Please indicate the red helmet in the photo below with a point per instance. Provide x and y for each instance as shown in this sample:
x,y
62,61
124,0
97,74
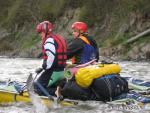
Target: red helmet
x,y
45,27
80,26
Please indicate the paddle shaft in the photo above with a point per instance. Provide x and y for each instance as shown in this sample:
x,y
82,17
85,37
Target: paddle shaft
x,y
43,90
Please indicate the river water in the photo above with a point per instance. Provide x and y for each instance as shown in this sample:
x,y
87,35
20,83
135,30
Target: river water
x,y
18,69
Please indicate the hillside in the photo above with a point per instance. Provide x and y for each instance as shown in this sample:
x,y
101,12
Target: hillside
x,y
112,23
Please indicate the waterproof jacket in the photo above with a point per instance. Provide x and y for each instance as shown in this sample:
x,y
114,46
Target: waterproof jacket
x,y
76,46
54,52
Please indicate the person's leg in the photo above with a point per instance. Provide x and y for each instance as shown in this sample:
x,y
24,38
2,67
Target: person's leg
x,y
43,80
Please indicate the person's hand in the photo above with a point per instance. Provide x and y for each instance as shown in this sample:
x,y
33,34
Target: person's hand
x,y
60,98
39,70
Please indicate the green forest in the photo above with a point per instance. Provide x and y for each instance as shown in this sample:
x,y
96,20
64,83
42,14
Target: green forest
x,y
120,27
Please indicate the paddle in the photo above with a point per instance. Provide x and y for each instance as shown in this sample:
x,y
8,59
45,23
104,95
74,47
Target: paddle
----------------------------------------
> Given task:
Give back all of the material above word for word, leaving out the pictures.

> Answer to this task:
Please indicate the red helmet in the photo below with a point per instance. Provide x and y for each instance as shown in this sample:
x,y
62,61
124,0
97,74
Target: red helmet
x,y
45,27
80,26
Please indicate the paddle shaft in the photo above with a point per instance. Provide x and y for each instance as shown in this sample:
x,y
82,17
85,37
Target: paddle shaft
x,y
43,90
Please indicate the river water in the photo above with a point per instance. Provide x and y for each instance as shown in this sample:
x,y
87,35
20,83
135,30
Target: river water
x,y
18,69
Please indicate the hillside in the photo above with a point per instance. Provide x and y for each instance as shown in this sample:
x,y
101,12
Target: hillside
x,y
112,23
Please indicate the waterproof jacket in the photo above with a point per instance. Provide x and y for each instance as shown in this sample:
x,y
114,46
Target: waterproof jacket
x,y
76,46
54,52
Please indicate the person's leg in the photo above with a point per instance. Provide x and y for each instance as shown in this sample:
x,y
24,38
2,67
Target: person's leg
x,y
43,80
Please indicate the person's hand in the photo above with a point per instance. Provide x and y for each instance as shown in this sample:
x,y
33,34
Target: person's hand
x,y
60,98
39,70
Please indicate the green forest in the photo above with a point per instance. Provide x and y for each instance as shown in this sample:
x,y
96,20
64,83
42,14
Target: green forest
x,y
120,27
Please indicate the paddle in the photo above with a point per instance. Provide x and y for each instance as shown in this sample:
x,y
8,59
45,23
104,95
74,47
Target: paddle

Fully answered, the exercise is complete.